## TEXT EXCERPT
=====

35 comments

[ 4.6 ms ] story [ 93.8 ms ] thread
Only tangentially related but Leeches are also still used in modern medicine very effectively
Yes, and i found out that honey is still used effectively for burn victims.
I am encouraged by the interest in proven methods that had been set aside for the ease of antibiotics. I watch the renewed interest in phages hopefully too.
I wonder if this would have any effect on saving/healing the skin of burn victims
The best method for healing burn wounds (also cuts, abrasions, lacerations, and the like) is outlined in these slides:

https://www.emilio-moriguchi.or.jp/disease/doc/moist_eng.pdf

^ Seriously these slides are incredible, check them out! In particular slide 42 shows the result of almost an entire finger tip being regenerated near perfectly. When I first saw the slides my jaw dropped, it seems like the type of thing that only reptiles are supposed to be able to do. Note that the finger could only be regenerated because there was a tiny part of the nail bed remaining; without that the body would have lost the genetic information to reconstruct the finger tip properly.

TL;DR: Moist wound heal by coating the wound in aquaphor (or pure petroleum jelly aka vaseline, but I prefer aquaphor due to its semi occlusive nature rather than fully occlusive as well as a couple of additional anti inflammatory compounds in aquaphor like bisabolol), then cover the wound with saran wrap, or a transparent film dressing like tegaderm, or a hydrocolloid like duoderm extra thin cgf (if using hydrocolloids you can omit the aquaphor because the hydrocolloid won't stick as well and also the natural fluid secreted by the wound fulfills the same role).

The result of this healing method is fast, low-pain, low-scarring wound healing.

An important part of the approach is to never use topical antibiotics nor soap, since those damage the body's wound healing cells more than they retard the pathogens.

---

As for maggot therapy specifically, it works for wounds with necrotic tissue. The maggots eat the dead tissue and leave the healthy tissue completely intact. So it's not necessary for burn wounds.

I found those slides fascinating as well. A burn scar for a young person person seems particularly debilitating. I think this approach is getting traction elsewhere too using fish skin in place of Saranwrap. i.e. "..mixed dermal burn wounds reports a total reepithelialization time of 17 days after Nile Tilapia AFS grafting"

=====

## REQUIRED ACTION A
From the comment thread on wound healing, print the passage starting with "35 comments" and going on through "for burn victims.".
## REQUIRED ACTION B
In the comment thread on wound healing, which slide shows an almost entire finger tip regenerated?
## REQUIRED ACTION C
Pick up the comment thread on wound healing where it stops and continue it.
The data that comes after this comment thread on wound healing is separate material.

=====

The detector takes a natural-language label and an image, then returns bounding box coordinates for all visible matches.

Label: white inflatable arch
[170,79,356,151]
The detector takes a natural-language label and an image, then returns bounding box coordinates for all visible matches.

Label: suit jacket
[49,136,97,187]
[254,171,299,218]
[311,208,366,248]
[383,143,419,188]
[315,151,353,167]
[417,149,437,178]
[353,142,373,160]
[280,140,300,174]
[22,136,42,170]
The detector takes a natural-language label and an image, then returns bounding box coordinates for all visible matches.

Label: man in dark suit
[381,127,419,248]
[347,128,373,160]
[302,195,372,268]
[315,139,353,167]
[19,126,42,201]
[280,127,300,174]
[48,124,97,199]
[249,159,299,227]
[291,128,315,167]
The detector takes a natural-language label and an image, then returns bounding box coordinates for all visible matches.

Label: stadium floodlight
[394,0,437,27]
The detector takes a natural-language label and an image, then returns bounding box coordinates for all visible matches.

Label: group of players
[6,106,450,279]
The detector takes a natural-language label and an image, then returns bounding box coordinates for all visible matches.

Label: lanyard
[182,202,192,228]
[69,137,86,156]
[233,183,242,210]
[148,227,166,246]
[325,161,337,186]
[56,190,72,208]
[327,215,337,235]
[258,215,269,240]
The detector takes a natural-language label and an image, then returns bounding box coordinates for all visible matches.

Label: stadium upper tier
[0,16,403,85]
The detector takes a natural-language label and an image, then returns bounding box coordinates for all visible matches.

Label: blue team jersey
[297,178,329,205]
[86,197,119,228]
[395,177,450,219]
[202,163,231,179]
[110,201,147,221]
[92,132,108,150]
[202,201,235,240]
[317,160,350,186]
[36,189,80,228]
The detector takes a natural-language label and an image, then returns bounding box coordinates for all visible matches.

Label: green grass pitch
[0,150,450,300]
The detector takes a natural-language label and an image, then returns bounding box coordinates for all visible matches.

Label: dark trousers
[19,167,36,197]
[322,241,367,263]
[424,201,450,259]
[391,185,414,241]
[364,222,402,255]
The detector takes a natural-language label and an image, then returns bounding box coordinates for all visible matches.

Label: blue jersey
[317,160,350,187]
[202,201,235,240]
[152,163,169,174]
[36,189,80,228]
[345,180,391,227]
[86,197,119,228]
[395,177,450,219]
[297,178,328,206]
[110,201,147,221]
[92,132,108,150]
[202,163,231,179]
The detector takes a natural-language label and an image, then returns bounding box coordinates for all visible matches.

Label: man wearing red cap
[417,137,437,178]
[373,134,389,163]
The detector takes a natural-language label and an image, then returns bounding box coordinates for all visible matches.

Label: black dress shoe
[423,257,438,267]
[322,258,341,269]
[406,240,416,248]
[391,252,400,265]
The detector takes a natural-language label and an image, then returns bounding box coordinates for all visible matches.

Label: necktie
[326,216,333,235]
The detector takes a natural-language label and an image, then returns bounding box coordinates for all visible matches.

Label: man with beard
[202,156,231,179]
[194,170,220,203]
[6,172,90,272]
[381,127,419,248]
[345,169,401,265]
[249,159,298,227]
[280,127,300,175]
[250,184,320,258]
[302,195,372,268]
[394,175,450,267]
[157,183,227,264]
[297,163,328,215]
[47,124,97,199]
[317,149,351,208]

=====

## WRITTEN REPLY A
35 comments

[ 4.6 ms ] story [ 93.8 ms ] thread
Only tangentially related but Leeches are also still used in modern medicine very effectively
Yes, and i found out that honey is still used effectively for burn victims.

## WRITTEN REPLY B
Slide 42

## WRITTEN REPLY C
https://www.ncbi.nlm.nih.gov/pmc/articles/PMC9323726/#:~:tex....

Rose George's book "Nine Pints: A Journey Through the Mysterious, Miraculous World of Blood" has a chapter on medical leeches if anyone is interested - still used today!
I personally found about it in the the book "Grunt: The Curious Science of Humans at War" (chapter "maggot paradox")
Omgosh. This is indeed the article title ("People are shocked") but the full quote from inside.

> "People are shocked at how effective it is,"

Im not sure if I have the stomach to handle 4 days of maggot-patch, but it has very much occured to me that we are really really bad at woundcare, that there is very little to deal well with dead skin (debridement). And that that is a huge limitation of healing.

I have high respect for the old ways here. Trying to figure it out again, make use of this technique, sounds like it could be a major win... just... sedate me heavily please.

It says they're put in a pouch so they won't be directly on your skin. Not sure how much crawling you'll feel though (and hopefully we're never put in a place to find out).
> Not sure how much crawling you'll feel though

The article mentioned "Some may feel a tickling sensation.."

I think this is one of those I would have to "lean in" to and watch them crawl around. Like anything with needles, I have to watch them draw blood or give the shots, otherwise its so much worse

IIRC the maggots need to directly eat the dead tissue, so they are basically directly on the wound. The maggots themselves are covered with a dressing so you can't see them, but my understanding is they can be somewhat felt. On the "bright side", a lot of the times maggot dressings are used for chronically unhealing diabetic foot ulcers, and those wounds often have little sensation due to diabetic neuropathy and other issues that prevent the affected individual from being able to feel much in their extremities.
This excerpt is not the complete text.